* _Article_:
________

Researchers at the Department of Energy’s Pacific Northwest National Laboratory have developed a new method to convert captured CO2 into methane, the primary component of natural gas. By using a water-lean post-combustion capture solvent, (N-(2-ethoxyethyl)-3-morpholinopropan-1-amine) (2-EEMPA), they achieved a greater than 90% conversion of captured CO2 to hydrocarbons—mostly methane—in the presence of a heterogenous Ru catalyst under relatively mild reaction conditions (170 °C and <15 bar H2 pressure).
Technoeconomic analyses (TEA) showed that the proposed integrated process can potentially improve the thermal efficiency by 5% and reduce the total capital investment and minimum synthetic natural gas (SNG) selling price by 32% and 12% respectively compared to conventional Sabatier process, highlighting the energetic and economic benefits of integrated capture and conversion. A paper on the work is published in ChemSusChem.
Methane derived from CO2 and renewable H2 sources is an attractive fuel, and it has great potential as a renewable hydrogen carrier as an environmentally responsible carbon capture and utilization approach.—Heldebrant et al.
Earlier this year, PNNL researchers revealed that using EEMPA in power plants could slash the price of carbon capture to 19% lower than standard industry costs—the lowest documented price of carbon capture.
Different methods for converting CO2 into methane have long been known. However, most processes rely on high temperatures and are often too expensive for widespread commercial use.
In addition to geologic production, methane can be produced from renewable or recycled CO2 sources, and can be used as fuel itself or as an H2 energy carrier. Though it is a greenhouse gas and requires careful supply chain management, methane has many applications, ranging from household use to industrial processes, said co-author and PNNL chemist Jotheeswari Kothandaraman.
To explore the use of EEMPA in converting CO2 to methane, Kothandaraman and her fellow authors studied the reaction’s molecular underpinnings, then assessed the cost of running the process at scale in a 550-megawatt power plant.

________

* _Data lines_:
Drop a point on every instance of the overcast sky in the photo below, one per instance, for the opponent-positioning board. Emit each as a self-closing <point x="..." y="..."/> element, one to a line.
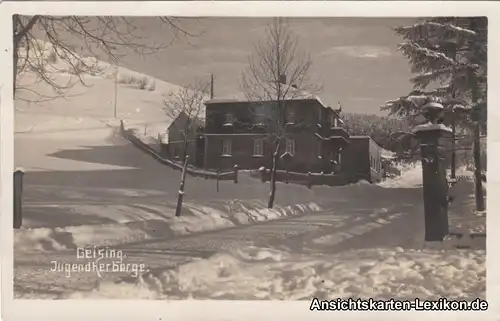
<point x="356" y="58"/>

________

* _Short problem A_:
List every percentage figure that appears in the article on converting captured CO2 into methane.
* _Short problem B_:
Write a continuation of the article on converting captured CO2 into methane, starting after its last paragraph.

* _Task result A_:
- greater than 90%
- 5%
- 32%
- 12%
- 19%

* _Task result B_:
Conventionally, plant operators can capture CO2 by using special solvents that douse flue gas before it’s emitted from plant chimneys. But these traditional solvents have relatively high water content, making methane conversion difficult.
Using EEMPA instead reduces the energy needed to fuel such a reaction. The savings stem partly from EEMPA’s ability to make CO2 dissolve more easily, which means less pressure is needed to run the conversion.
The authors’ assessment identified further cost savings, in that CO2 captured by EEMPA can be converted to methane on site. Traditionally, CO2 is stripped from water-rich solvents and sent off site to be converted or stored underground. Under the new method, captured CO2 can be mixed with renewable hydrogen and a catalyst in a simple chamber, then heated to half the pressure used in conventional methods to make methane.
The reaction is efficient, the authors said, and EEMPA captures more than 95 percent of CO2 emitted in flue gas. The new process gives off excess heat, too, providing steam for power generation.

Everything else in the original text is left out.